__PAGE__.
============================================================

Soiernhaus had shiny new bathrooms which you had to go outside to reach (in 1985, the last time David was there, the bathroom was inside the main building and much smaller). No problem, except 30 minutes after we arrived, it started pouring rain. The new bathrooms also do not have hot water (thus no showers). The bunk was a little too short for David and a little claustrophobic. We had brought the required sheet sleeping bags and with supplied blankets, we were not cold.

Talking to the Soiernhaus staff, we learned that the hut we planned to stay the next night had just closed for the season. Given a somewhat poor sleep the night before, the lack of privacy, and the whole feeling of "camping with the kids" (and the lack of showers), and the surprising high cost, we decided to change plans and complete the hike by heading back to Mittenwald. But which way? We could go back the way we came (Nope!); we could take the easier, longer, safer route (But do we want return via Krün?) or we could head towards Mittenwald via one of two possible routes, both of which David had done (1985). One route was longer and rated as a "blue" route (not scary). The other went over the Shöttelkarspitze and had some exposed sections. In 1985, David took Terry his Ph.D. professor over this route to the Soiernhaus, and did not recall any problems (and Terry doesn't love heights). Still, we asked the Soiernhaus staff, who said the Shöttelkarspitze route was fine, and nowhere near as scary as the Lakaiensteig.  Another hiker, a British Army guy who trains NATO soldiers in outdoor survival, also said the trail was fine, with only about 300m that were exposed.

============================================================

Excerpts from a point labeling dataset
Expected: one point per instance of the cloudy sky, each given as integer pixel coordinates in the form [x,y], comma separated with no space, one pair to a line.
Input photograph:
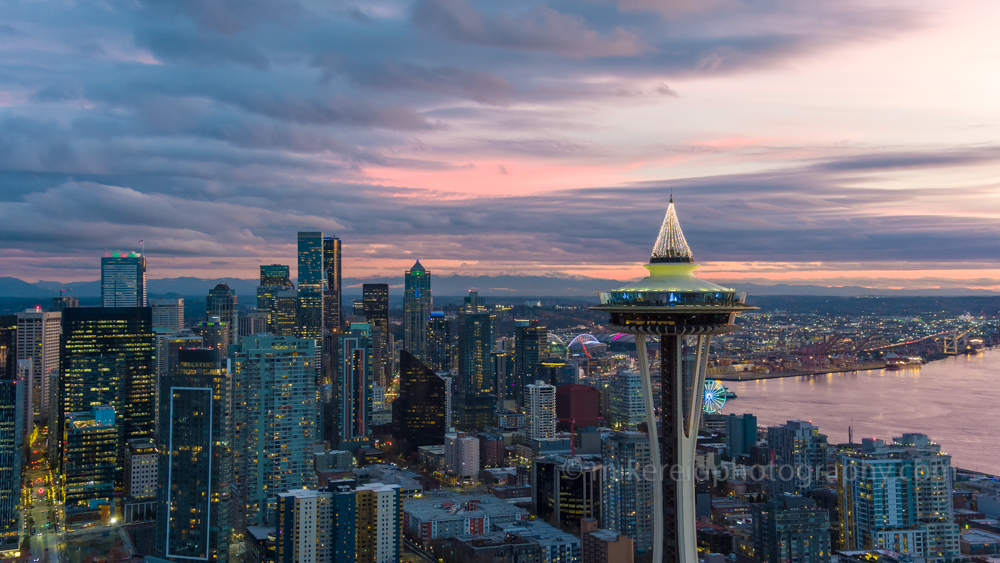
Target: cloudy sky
[829,141]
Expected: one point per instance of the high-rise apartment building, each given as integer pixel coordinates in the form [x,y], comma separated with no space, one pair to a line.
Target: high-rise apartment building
[123,280]
[417,304]
[221,303]
[461,455]
[353,392]
[475,403]
[376,307]
[196,462]
[214,334]
[107,359]
[627,493]
[540,410]
[334,278]
[274,278]
[273,374]
[316,526]
[791,529]
[741,434]
[627,408]
[90,458]
[312,280]
[38,340]
[418,414]
[12,418]
[141,469]
[897,496]
[168,314]
[438,341]
[796,444]
[378,523]
[531,343]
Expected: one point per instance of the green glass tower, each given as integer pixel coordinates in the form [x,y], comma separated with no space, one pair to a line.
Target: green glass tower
[376,307]
[417,305]
[273,279]
[309,318]
[476,399]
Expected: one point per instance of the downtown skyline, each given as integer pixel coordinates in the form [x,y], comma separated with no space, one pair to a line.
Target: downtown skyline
[825,144]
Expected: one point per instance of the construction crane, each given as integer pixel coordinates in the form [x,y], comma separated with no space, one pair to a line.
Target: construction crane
[952,343]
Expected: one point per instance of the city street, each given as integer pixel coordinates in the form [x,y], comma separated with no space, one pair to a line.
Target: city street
[40,512]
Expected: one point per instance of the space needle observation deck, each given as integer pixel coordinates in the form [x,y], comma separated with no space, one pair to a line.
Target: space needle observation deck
[684,312]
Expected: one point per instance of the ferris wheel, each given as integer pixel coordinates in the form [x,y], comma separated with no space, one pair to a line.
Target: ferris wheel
[715,396]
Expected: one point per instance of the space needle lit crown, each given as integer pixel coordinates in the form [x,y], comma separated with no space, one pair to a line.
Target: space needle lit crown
[684,312]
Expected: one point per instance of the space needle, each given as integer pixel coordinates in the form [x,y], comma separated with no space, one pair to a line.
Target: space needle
[684,312]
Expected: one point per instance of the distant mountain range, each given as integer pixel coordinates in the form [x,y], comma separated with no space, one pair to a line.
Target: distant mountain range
[455,285]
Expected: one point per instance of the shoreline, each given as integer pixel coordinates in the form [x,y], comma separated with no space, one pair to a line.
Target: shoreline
[753,376]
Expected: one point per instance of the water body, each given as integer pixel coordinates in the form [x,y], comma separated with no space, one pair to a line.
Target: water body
[955,401]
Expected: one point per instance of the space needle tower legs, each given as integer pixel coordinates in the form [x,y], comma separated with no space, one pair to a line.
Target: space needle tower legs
[684,312]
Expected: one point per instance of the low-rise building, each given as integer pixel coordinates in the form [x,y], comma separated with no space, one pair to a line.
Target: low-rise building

============================================================

__WORK TO DO__.
A: Reproduce part of the hiking account word for word, beginning at the words "Soiernhaus had shiny" and stopping after "were not cold.".
B: In the hiking account, how much of the Shöttelkarspitze trail did the British Army hiker say was exposed?
C: Translate this sentence from the hiking account into Spanish: "The new bathrooms also do not have hot water (thus no showers)."

__TASK ANSWERS__.
A:
Soiernhaus had shiny new bathrooms which you had to go outside to reach (in 1985, the last time David was there, the bathroom was inside the main building and much smaller). No problem, except 30 minutes after we arrived, it started pouring rain. The new bathrooms also do not have hot water (thus no showers). The bunk was a little too short for David and a little claustrophobic. We had brought the required sheet sleeping bags and with supplied blankets, we were not cold.

B: About 300m.

C: Los baños nuevos tampoco tienen agua caliente (por lo tanto, no hay duchas).